[Source records]
◇ ◇ ◇ ◇ ◇ ◇ ◇

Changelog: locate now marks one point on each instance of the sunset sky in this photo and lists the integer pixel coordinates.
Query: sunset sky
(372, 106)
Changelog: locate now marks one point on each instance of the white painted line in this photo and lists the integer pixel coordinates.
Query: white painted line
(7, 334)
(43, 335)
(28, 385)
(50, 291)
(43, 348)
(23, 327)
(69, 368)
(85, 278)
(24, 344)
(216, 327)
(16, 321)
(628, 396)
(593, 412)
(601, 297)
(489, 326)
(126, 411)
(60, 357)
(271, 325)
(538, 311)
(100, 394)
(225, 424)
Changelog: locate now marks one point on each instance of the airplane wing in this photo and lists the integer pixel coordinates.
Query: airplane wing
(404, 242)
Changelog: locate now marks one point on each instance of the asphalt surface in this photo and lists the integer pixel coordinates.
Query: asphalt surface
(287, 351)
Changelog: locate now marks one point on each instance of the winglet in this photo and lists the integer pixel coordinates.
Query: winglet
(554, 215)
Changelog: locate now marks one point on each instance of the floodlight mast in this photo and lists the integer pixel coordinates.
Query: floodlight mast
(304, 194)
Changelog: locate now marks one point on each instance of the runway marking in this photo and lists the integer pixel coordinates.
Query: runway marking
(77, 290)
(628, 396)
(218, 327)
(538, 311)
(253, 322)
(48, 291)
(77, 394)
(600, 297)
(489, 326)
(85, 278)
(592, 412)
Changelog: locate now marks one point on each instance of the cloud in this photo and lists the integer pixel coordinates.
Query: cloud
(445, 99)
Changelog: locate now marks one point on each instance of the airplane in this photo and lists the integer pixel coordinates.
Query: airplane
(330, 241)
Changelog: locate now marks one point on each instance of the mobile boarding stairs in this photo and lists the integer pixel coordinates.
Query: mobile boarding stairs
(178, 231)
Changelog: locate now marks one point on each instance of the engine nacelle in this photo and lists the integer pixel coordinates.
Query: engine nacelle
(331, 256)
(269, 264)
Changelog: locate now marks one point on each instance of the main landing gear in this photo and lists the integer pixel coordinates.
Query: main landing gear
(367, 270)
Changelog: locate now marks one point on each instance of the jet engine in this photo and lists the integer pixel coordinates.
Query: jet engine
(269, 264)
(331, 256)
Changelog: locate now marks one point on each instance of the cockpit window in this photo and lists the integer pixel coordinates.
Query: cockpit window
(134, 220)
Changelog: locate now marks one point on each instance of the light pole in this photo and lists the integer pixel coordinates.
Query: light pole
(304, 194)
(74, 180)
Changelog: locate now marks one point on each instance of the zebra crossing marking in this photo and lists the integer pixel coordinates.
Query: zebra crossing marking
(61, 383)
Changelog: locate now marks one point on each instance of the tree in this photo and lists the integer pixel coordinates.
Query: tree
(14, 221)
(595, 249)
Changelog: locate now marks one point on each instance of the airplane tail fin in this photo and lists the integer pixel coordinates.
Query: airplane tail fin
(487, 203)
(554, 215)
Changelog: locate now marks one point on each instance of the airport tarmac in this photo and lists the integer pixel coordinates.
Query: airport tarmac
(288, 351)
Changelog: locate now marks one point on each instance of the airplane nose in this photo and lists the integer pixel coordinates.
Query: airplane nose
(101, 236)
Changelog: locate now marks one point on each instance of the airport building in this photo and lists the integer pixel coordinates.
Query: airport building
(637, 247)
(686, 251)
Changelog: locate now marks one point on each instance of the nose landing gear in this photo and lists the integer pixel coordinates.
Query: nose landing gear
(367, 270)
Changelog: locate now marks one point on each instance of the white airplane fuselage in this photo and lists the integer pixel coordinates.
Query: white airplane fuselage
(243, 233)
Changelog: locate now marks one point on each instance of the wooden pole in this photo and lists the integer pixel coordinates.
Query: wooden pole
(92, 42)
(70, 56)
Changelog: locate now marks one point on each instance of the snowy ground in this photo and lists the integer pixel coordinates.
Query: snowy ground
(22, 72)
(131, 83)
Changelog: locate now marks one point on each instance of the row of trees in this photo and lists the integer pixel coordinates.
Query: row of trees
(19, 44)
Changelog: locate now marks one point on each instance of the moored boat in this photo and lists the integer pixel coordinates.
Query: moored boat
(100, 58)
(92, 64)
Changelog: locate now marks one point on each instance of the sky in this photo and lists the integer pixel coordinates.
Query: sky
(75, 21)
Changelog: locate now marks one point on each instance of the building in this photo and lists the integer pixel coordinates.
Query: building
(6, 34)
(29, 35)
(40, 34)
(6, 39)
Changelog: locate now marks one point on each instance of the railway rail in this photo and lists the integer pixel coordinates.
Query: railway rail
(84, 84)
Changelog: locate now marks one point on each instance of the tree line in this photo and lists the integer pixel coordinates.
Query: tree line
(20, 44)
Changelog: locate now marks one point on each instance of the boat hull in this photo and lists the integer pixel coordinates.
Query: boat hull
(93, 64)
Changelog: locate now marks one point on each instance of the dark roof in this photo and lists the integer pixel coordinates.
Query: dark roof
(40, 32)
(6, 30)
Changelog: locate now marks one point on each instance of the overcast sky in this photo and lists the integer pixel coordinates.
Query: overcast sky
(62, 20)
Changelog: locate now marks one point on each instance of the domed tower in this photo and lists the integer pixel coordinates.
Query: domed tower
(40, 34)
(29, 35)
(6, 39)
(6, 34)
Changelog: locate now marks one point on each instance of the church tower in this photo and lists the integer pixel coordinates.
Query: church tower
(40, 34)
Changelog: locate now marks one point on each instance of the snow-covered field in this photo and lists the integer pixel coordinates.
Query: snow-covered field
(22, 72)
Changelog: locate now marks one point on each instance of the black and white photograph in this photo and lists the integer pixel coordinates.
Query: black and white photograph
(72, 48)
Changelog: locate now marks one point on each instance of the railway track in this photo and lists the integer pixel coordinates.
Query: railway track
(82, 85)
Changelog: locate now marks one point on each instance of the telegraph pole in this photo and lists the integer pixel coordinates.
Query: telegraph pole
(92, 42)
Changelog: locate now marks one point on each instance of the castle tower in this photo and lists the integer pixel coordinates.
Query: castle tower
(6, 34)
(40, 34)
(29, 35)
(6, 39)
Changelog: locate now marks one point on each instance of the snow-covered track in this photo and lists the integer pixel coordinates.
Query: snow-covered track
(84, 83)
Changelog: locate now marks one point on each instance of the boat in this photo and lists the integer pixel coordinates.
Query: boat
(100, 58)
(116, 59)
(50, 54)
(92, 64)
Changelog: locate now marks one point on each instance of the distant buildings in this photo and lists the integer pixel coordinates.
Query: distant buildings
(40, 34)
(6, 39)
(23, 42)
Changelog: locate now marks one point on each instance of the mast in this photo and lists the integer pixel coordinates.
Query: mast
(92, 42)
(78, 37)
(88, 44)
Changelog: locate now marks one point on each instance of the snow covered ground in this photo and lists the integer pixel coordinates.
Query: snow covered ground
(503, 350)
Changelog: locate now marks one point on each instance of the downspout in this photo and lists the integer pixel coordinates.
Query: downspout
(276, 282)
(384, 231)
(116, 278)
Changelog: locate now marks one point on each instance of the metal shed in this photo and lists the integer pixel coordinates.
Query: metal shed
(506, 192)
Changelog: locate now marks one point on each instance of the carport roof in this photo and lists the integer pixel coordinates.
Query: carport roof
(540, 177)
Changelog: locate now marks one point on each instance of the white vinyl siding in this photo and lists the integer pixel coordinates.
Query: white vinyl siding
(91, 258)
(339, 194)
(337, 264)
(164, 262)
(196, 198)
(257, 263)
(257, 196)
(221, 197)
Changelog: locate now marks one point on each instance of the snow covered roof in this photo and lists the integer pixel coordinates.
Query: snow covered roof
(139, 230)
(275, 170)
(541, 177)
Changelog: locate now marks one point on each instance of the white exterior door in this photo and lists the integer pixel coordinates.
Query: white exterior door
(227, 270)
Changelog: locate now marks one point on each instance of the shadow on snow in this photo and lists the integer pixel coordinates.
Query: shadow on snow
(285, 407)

◇ ◇ ◇ ◇ ◇ ◇ ◇

**WORK REQUIRED**: Print the line containing "Query: white vinyl siding" and every line after it to the end of the records above, exactly as written, and nothing else.

**EXERCISE RESPONSE**:
Query: white vinyl siding
(91, 258)
(339, 194)
(337, 264)
(164, 262)
(196, 198)
(257, 263)
(257, 196)
(221, 197)
Changelog: locate now marks one point on each instance of the snow covered roof in this photo and lists the integer pixel coordinates.
Query: snow covered roof
(139, 230)
(275, 170)
(541, 177)
Changelog: locate now marks one point on each instance of the white exterior door in this photo and lists the integer pixel coordinates.
Query: white exterior door
(227, 270)
Changelog: locate now marks one point on each instance of the shadow on snow in this photo and lists the integer pixel coordinates.
Query: shadow on snow
(285, 407)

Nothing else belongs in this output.